▶ _Stored items from a collection_:
---
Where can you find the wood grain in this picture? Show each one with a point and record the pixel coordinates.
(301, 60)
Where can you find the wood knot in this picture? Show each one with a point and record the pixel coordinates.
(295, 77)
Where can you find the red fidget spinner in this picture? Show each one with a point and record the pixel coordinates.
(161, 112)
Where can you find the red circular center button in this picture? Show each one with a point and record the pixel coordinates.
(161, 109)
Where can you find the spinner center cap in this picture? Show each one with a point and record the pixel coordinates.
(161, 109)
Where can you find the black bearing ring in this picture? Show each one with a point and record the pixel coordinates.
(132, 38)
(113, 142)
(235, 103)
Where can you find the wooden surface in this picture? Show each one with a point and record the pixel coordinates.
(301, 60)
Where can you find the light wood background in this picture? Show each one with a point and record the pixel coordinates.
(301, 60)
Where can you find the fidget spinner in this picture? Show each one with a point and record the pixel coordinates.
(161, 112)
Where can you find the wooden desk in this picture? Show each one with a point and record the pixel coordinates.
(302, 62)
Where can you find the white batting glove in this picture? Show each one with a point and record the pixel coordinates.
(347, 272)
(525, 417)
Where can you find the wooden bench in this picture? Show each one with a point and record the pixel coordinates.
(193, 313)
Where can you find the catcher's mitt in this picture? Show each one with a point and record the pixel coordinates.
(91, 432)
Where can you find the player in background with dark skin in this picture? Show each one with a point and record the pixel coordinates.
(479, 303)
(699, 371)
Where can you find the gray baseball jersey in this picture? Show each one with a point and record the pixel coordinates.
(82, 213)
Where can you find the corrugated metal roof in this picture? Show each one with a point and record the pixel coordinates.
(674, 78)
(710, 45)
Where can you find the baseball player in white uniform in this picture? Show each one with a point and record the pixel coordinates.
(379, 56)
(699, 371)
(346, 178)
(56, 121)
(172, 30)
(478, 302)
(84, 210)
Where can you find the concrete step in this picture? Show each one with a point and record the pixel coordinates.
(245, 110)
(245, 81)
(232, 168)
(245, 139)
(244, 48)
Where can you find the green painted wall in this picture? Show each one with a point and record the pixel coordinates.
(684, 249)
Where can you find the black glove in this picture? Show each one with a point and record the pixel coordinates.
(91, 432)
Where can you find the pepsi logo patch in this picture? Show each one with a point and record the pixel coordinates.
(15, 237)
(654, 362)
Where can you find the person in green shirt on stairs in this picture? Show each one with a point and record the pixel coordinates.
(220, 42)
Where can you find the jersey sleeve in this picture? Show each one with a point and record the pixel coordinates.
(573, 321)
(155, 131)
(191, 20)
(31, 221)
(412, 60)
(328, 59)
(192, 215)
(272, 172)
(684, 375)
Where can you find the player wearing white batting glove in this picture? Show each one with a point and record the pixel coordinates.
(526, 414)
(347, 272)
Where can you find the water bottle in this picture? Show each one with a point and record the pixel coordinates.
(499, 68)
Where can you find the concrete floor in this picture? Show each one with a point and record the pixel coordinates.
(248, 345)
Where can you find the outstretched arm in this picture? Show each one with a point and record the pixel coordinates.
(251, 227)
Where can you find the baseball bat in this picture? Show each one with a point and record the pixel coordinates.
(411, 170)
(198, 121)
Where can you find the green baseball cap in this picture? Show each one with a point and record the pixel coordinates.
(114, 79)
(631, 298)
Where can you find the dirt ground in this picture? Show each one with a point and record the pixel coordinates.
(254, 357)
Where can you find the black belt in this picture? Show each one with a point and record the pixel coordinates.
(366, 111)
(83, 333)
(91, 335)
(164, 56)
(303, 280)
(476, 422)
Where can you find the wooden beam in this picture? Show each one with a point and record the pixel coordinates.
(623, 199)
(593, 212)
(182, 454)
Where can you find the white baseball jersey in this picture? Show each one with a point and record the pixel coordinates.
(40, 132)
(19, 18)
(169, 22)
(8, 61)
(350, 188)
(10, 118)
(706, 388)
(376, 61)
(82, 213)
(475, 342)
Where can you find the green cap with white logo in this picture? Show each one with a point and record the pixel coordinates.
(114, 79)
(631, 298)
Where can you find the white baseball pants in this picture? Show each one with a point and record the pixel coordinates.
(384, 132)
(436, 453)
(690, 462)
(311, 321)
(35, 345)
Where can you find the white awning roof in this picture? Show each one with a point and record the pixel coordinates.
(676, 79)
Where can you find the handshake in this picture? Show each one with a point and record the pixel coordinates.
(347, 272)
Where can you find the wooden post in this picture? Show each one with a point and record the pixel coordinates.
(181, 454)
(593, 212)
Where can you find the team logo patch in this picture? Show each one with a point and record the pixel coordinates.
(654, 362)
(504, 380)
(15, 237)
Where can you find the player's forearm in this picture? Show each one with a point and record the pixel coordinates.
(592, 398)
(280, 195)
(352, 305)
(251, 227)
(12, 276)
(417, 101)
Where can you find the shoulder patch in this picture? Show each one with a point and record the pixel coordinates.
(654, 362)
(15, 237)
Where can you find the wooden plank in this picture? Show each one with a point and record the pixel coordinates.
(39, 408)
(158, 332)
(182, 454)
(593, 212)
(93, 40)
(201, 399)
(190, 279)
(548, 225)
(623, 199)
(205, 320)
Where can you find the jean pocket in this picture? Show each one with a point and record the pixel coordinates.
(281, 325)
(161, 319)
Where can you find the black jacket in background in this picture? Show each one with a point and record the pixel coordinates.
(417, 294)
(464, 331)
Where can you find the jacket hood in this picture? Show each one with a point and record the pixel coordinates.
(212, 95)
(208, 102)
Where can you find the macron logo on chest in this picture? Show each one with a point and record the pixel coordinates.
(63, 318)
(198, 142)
---
▶ _Task to complete_:
Copy down the material exactly as written.

▶ _Answer for the task_:
Where can you find the wood grain in this picture? Show each one with a point and record the pixel coordinates.
(301, 60)
Where can you find the wood knot in this picture? Show each one with a point and record the pixel coordinates.
(295, 77)
Where can you find the red fidget spinner in this picture? Show each one with a point and record the pixel coordinates.
(161, 112)
Where can you find the red circular center button in this picture? Show each one with a point and record the pixel coordinates.
(161, 109)
Where can you find the spinner center cap in this picture? Show each one with a point and record the pixel coordinates.
(161, 109)
Where can you find the black bearing ring in this picture? Show each one with a point and record the pixel coordinates.
(132, 38)
(113, 142)
(235, 103)
Where can you find the wooden surface in this picture? Show each one with a point and record the pixel coordinates.
(301, 60)
Where can you find the light wood background in this picture? Show each one with a point and record the pixel coordinates.
(301, 60)
Where can you find the fidget spinner in this picture? Show each one with a point and record the pixel coordinates.
(161, 112)
Where can you find the wooden desk in this picture? Show each one with a point and record the pixel coordinates.
(302, 62)
Where can you find the white batting glove in this picture? Show each one with a point and record the pixel coordinates.
(347, 272)
(525, 417)
Where can you find the wooden bench in this picture? Show each one with a point and record the pixel coordinates.
(193, 313)
Where can you find the catcher's mitt in this picture? Show each one with a point and record the pixel coordinates.
(91, 432)
Where can you find the player in background with dark skin in this picture? Show each one with a point and record the pixel coordinates.
(479, 303)
(699, 371)
Where can you find the gray baseball jersey in this picture? Show each one with a point and record the pixel coordinates.
(82, 213)
Where can you find the corrugated metal roof in this picture? Show each one with a point and record the pixel coordinates.
(674, 78)
(710, 45)
Where can you find the baseball player in white uniform in this picture? Show each one with a point and record the pixel coordinates.
(379, 56)
(699, 371)
(346, 178)
(56, 121)
(172, 30)
(478, 302)
(84, 210)
Where can you find the concrete step in this picture? Show each one with a point and record the pixel coordinates.
(245, 110)
(245, 81)
(232, 168)
(245, 139)
(244, 48)
Where can you find the green painted wall in this picture? Show each one with a point and record the pixel coordinates.
(684, 249)
Where can you find the black glove in this picture? Show each one with a point and record the pixel coordinates.
(91, 432)
Where can you find the pepsi logo patch in this picture? Show each one with a point and record the pixel coordinates.
(15, 237)
(654, 362)
Where can you find the person in green shirt on stairs in this picture? Show each one with a point and record the pixel coordinates.
(220, 42)
Where can you find the jersey sleeve in this picture? Show each one with a point and record the pixel coordinates.
(573, 321)
(155, 131)
(191, 20)
(31, 221)
(412, 60)
(328, 59)
(192, 215)
(272, 172)
(684, 375)
Where can you find the player wearing white batting glove in this picture? Show each one with a point and record the pixel coordinates.
(526, 414)
(347, 272)
Where can you find the water bottle in this picture? Show each one with a point and record the pixel coordinates.
(499, 68)
Where can you find the concrete floor in this picture? Show each one with a point and record the pixel coordinates.
(248, 345)
Where can you find the outstretched arm in this picture? Show each one with a point and record the pixel coordinates.
(251, 227)
Where can you find the baseball bat in this picture? Show each one with a point and record the pixel coordinates.
(411, 170)
(198, 121)
Where can you find the green baseball cap in this picture? Show each one with a point and record the pixel coordinates.
(114, 79)
(631, 298)
Where can you find the dirt ground in this picture? Show each one with a point and record the pixel coordinates.
(254, 357)
Where can you find the black belt in this picture? Show each one with a point and record the pixel coordinates.
(366, 111)
(83, 333)
(91, 335)
(164, 56)
(303, 280)
(476, 422)
Where can you find the wooden beam in this picture? Show each one with a point and record the pixel coordinates.
(623, 199)
(593, 212)
(182, 454)
Where can you find the white baseball jersey in this picture? Show each one with a point and record the pixel coordinates.
(40, 132)
(19, 18)
(169, 22)
(8, 61)
(350, 188)
(10, 118)
(706, 388)
(376, 61)
(82, 213)
(475, 342)
Where can you find the green cap with white logo in this picture? Show each one with a point and record the pixel coordinates.
(114, 79)
(631, 298)
Where can you find the white baseball pants in this picture? Show each one with a point and record the pixel coordinates.
(384, 132)
(436, 453)
(690, 462)
(311, 321)
(35, 345)
Where can you find the white awning roof in this picture? Show each one with a point and record the pixel coordinates.
(676, 79)
Where can you find the handshake in this picture? Show each one with a point and record the pixel coordinates.
(347, 272)
Where can you find the wooden post in this picture? Show each one with a point and record the pixel coordinates.
(181, 454)
(593, 212)
Where can you find the team logo patch in this picture? Show each one with a point and record the pixel coordinates.
(654, 362)
(504, 380)
(15, 237)
Where can you find the player's forearm in this picture? Show each one with a point and record the pixel coordinates.
(592, 398)
(280, 195)
(352, 305)
(251, 227)
(12, 276)
(417, 101)
Where can you find the shoulder patch in this picture? Show each one with a point and record the pixel coordinates.
(654, 362)
(15, 237)
Where can you find the wooden plank in this picture? Show each one with a point and record the pixel coordinates.
(39, 408)
(158, 332)
(182, 454)
(593, 212)
(93, 40)
(201, 399)
(190, 279)
(548, 225)
(623, 199)
(205, 320)
Where can you find the jean pocket in this picture? Show each one with a point and record the pixel coordinates.
(281, 325)
(161, 319)
Where can you find the black jacket in background in this picture? Show each one with a point and record the pixel coordinates.
(417, 294)
(464, 331)
Where can you find the jacket hood in this picture? Show each one with a point and record the pixel coordinates.
(212, 95)
(208, 102)
Where can you find the macron logo on chest in this picture? Show each one with a point and record the pixel coordinates.
(63, 318)
(198, 142)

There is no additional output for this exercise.